_Task to complete:_ Locate the line that contains "of the narrow" in the entries below. Retype it and all following lines through the final one, character for character.

## Begin Information shown

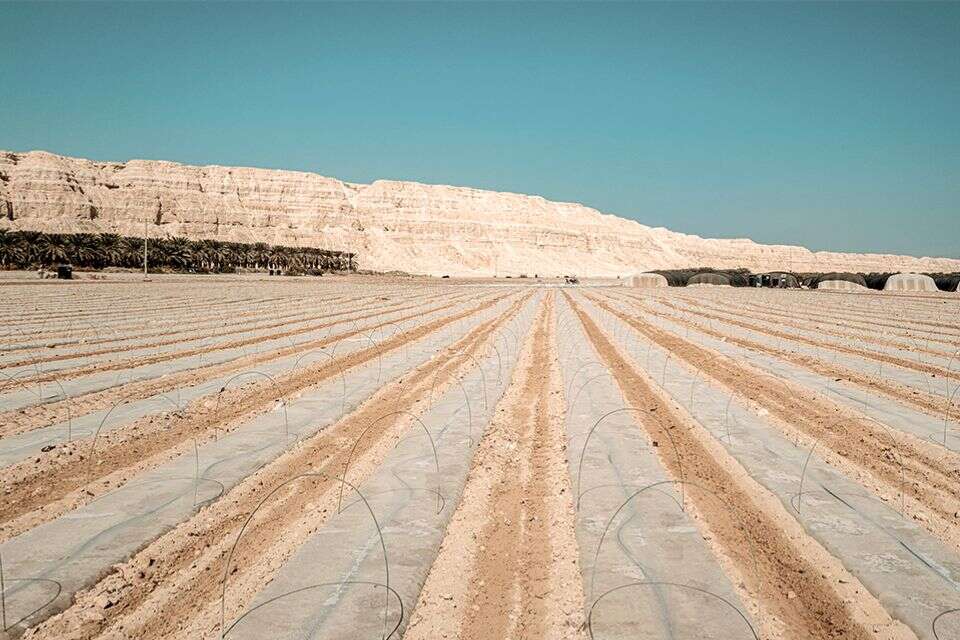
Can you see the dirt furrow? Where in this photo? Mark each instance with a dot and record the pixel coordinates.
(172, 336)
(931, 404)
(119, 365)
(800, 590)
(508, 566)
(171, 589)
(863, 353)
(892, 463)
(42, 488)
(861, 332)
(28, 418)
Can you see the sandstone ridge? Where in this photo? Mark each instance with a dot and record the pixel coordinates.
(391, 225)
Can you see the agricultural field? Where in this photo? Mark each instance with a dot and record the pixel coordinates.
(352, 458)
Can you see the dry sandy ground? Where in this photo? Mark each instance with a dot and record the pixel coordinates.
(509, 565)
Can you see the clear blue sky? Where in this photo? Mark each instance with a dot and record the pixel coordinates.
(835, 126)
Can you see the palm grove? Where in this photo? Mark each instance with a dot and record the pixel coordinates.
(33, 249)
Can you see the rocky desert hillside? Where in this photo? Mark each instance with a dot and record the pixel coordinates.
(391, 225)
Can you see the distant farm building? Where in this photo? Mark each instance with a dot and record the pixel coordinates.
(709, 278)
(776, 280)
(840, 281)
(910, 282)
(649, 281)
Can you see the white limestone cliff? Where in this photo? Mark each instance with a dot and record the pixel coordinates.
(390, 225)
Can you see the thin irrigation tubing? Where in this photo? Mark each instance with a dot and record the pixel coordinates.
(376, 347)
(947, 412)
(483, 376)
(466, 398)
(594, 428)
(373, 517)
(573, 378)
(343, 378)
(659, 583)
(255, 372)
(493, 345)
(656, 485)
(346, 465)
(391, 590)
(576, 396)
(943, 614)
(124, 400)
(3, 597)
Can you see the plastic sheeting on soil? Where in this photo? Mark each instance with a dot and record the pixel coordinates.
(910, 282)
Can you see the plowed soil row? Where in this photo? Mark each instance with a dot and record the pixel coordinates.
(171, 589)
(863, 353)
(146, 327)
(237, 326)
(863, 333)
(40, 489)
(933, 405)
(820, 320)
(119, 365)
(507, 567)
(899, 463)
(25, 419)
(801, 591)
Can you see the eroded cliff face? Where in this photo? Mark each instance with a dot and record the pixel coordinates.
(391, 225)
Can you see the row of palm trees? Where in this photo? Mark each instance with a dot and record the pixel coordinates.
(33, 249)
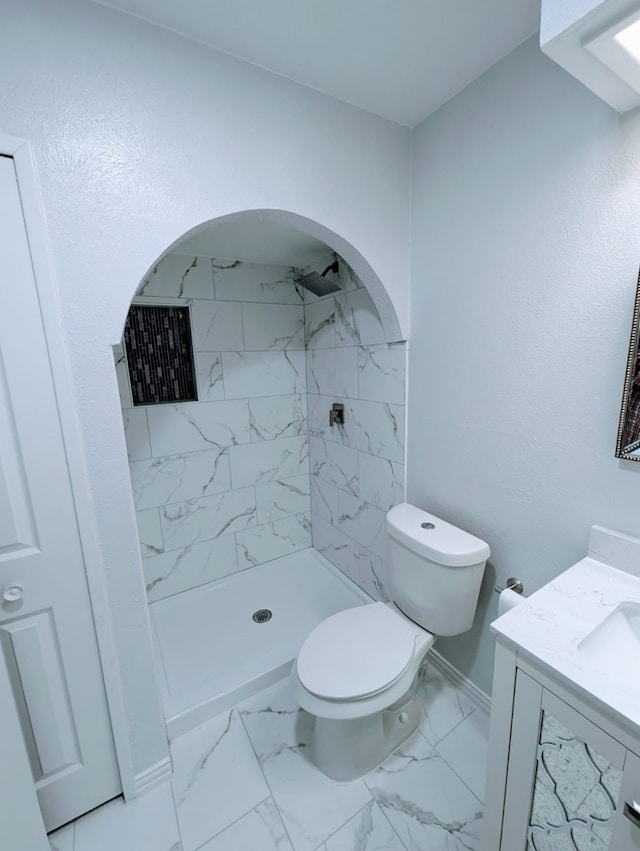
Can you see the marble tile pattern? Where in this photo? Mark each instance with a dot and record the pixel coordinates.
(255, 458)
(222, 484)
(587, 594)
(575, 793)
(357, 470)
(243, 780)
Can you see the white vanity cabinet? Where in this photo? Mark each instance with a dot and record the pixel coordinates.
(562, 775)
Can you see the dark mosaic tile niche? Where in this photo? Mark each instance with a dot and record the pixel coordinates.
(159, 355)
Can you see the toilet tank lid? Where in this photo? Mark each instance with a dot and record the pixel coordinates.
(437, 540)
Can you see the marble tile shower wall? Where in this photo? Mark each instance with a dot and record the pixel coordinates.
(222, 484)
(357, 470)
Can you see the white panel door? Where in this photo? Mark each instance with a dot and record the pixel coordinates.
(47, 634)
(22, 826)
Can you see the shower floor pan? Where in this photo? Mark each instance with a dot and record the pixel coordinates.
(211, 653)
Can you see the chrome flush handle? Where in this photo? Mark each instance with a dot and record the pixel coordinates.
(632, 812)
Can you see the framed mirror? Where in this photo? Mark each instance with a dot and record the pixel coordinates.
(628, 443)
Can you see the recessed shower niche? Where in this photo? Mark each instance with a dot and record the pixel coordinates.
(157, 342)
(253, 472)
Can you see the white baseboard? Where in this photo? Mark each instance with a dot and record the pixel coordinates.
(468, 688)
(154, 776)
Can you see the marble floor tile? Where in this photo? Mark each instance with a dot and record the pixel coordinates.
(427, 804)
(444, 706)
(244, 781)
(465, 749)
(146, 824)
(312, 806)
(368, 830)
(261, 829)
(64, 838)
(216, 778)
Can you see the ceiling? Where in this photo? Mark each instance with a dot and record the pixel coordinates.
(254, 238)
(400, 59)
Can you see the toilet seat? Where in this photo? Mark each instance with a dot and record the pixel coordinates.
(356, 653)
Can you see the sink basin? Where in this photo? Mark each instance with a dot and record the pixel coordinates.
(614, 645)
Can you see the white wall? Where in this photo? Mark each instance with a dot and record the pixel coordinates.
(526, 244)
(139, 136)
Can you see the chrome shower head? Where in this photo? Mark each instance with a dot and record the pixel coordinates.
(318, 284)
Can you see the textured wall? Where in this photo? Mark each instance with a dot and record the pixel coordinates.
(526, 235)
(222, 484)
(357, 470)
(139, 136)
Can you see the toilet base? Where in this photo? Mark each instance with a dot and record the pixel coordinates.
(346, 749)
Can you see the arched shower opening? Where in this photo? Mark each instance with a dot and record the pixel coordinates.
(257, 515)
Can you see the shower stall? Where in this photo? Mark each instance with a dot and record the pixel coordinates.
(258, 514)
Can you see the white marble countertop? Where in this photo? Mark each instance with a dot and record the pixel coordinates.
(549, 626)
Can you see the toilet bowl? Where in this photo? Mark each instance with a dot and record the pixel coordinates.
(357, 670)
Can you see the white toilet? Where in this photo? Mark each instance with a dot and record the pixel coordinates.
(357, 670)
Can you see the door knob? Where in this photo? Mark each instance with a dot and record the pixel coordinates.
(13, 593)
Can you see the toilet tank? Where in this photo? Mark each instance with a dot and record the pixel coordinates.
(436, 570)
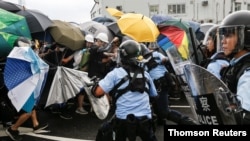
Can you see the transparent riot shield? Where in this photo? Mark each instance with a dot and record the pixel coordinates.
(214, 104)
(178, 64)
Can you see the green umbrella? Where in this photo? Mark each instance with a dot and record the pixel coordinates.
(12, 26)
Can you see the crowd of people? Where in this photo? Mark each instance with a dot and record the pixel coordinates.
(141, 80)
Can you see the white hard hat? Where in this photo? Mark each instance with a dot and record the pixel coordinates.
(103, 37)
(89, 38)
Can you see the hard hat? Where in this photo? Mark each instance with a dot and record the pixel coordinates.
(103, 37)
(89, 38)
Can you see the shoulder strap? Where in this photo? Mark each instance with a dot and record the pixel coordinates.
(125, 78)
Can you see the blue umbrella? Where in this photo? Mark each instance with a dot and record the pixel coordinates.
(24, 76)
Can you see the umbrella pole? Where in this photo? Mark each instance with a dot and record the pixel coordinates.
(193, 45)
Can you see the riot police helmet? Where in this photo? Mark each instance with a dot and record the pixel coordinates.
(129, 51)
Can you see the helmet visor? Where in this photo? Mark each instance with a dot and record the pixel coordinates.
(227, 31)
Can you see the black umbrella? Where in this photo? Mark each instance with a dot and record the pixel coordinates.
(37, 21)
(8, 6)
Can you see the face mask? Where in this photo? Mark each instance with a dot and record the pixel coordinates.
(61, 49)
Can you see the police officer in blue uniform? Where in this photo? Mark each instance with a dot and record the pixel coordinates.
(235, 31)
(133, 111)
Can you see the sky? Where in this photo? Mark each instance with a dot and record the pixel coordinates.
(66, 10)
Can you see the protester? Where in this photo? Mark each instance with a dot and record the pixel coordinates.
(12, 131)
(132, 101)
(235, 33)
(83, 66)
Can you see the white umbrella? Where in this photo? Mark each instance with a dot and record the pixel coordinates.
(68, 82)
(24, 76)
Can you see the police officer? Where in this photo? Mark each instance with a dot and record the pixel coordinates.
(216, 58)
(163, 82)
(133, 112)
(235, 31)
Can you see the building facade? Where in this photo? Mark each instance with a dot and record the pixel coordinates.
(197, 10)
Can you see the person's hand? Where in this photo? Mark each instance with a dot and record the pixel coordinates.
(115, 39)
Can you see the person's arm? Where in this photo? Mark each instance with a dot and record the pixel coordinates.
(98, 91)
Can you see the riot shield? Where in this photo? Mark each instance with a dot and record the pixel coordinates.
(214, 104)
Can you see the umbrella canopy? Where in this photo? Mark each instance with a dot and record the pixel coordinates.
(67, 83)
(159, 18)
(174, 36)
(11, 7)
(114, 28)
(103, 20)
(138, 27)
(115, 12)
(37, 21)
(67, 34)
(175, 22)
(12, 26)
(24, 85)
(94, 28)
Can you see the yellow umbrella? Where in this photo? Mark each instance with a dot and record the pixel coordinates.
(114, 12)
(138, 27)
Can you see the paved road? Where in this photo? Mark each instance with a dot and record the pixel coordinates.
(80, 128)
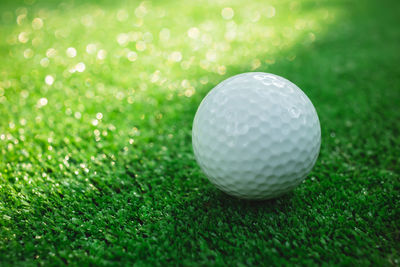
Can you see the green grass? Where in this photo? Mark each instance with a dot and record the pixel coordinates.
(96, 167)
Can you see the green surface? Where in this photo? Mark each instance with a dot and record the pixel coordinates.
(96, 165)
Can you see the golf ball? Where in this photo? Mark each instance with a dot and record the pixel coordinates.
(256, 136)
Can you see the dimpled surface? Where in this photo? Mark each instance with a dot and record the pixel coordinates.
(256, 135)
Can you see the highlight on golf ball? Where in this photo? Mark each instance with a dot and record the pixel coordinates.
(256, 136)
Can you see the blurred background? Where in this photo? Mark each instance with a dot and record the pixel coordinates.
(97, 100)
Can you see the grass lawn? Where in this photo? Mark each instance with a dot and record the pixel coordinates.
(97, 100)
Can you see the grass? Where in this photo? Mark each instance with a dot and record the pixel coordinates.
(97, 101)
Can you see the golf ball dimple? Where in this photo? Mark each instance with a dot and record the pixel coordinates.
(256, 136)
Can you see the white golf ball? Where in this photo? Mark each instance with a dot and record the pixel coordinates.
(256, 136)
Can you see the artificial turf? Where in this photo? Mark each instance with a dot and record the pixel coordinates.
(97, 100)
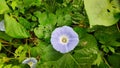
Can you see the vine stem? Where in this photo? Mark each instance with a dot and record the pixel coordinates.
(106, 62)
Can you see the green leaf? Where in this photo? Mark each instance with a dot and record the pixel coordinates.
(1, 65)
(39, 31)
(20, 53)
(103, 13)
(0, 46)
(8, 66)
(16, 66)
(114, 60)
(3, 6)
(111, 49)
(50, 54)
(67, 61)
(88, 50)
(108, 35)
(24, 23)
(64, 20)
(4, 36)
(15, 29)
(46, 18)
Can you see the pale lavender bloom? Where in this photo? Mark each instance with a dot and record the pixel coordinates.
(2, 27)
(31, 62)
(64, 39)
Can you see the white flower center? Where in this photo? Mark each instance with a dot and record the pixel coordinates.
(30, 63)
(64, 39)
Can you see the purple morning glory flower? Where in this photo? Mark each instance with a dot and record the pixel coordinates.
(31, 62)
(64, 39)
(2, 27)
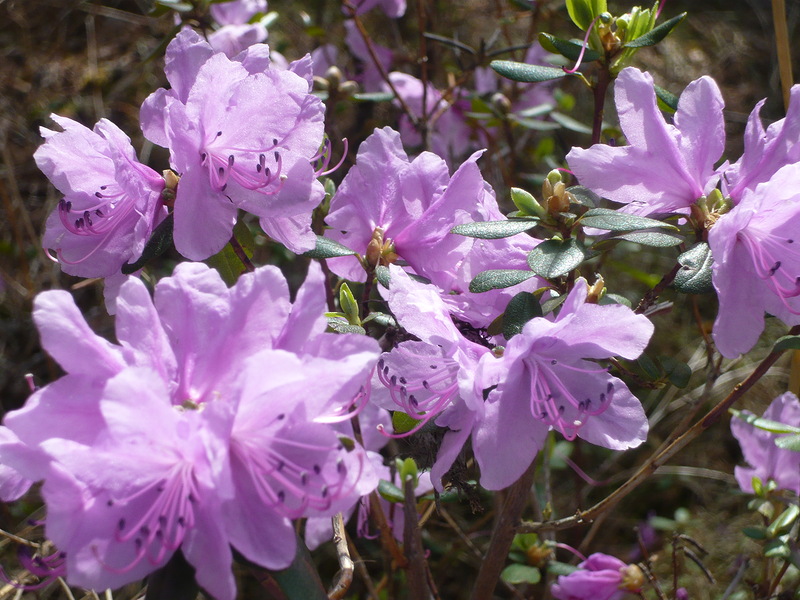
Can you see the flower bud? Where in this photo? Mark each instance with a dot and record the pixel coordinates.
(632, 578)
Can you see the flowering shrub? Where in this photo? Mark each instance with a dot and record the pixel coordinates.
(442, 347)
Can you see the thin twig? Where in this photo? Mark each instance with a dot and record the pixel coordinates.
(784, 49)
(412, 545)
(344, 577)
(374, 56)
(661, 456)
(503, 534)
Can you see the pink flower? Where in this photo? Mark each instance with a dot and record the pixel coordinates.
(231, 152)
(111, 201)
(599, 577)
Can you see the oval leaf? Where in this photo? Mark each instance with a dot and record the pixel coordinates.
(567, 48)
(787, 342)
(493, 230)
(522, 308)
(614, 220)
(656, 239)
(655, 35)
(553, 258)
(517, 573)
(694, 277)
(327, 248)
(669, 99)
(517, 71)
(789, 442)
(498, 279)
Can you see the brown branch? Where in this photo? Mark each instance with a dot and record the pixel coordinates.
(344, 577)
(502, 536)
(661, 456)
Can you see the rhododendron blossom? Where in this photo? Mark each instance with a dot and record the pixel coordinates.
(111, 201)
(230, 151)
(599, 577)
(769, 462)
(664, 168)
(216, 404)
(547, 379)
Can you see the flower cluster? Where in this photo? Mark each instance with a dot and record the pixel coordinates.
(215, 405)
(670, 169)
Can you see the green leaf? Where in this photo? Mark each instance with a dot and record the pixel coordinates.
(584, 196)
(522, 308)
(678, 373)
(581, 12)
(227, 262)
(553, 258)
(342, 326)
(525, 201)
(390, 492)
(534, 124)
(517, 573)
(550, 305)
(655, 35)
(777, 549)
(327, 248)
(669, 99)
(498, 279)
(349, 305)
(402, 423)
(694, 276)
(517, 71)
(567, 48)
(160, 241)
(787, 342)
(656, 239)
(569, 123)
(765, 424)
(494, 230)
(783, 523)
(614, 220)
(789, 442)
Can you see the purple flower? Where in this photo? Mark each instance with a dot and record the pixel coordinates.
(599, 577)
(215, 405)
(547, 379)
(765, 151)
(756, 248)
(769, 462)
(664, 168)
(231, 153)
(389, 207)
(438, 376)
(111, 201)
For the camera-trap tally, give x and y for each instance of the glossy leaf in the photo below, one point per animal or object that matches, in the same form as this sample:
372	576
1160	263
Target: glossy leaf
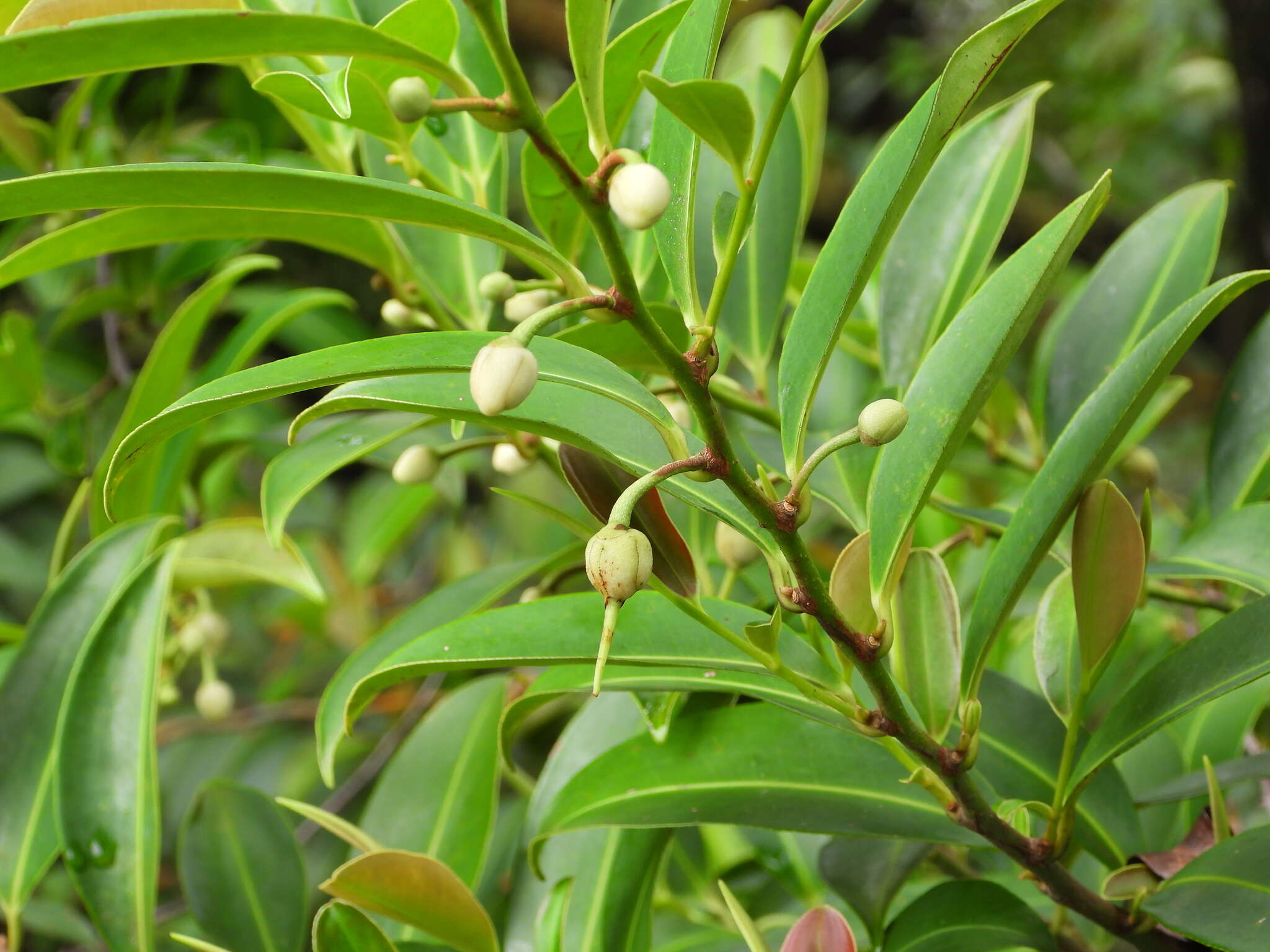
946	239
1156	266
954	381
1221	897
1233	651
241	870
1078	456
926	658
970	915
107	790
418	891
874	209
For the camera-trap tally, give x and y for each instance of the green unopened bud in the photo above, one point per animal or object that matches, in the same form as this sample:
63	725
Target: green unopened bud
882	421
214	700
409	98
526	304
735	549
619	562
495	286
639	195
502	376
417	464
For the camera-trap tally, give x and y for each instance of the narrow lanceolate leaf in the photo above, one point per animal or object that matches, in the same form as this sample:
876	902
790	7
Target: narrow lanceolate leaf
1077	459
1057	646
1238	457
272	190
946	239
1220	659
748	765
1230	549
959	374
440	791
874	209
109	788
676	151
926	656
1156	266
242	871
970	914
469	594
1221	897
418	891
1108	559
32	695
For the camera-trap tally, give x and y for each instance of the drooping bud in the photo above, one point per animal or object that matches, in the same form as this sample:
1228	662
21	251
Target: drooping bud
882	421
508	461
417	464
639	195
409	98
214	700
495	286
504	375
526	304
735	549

## End Information shown

_Answer to this task:_
For the camera-trap tally, give x and y for each instance of the narrow lanceolate leaf in the photo above, one point per animal or object that matches, in the same form as this sample:
876	902
790	7
Target: narrow lanceolate leaf
1077	459
1057	646
1238	457
272	190
946	239
1220	659
748	765
1230	549
959	374
440	791
874	209
109	788
676	151
926	656
1156	266
242	871
970	914
469	594
1221	897
418	891
1108	559
32	695
For the camera-trap tally, give x and y for each instance of the drooping bud in the photo above, one point per animal or object that matches, in the same form as this sample:
1228	662
21	251
Target: drooping bud
882	421
508	461
417	464
639	195
409	98
214	700
495	286
504	375
526	304
735	549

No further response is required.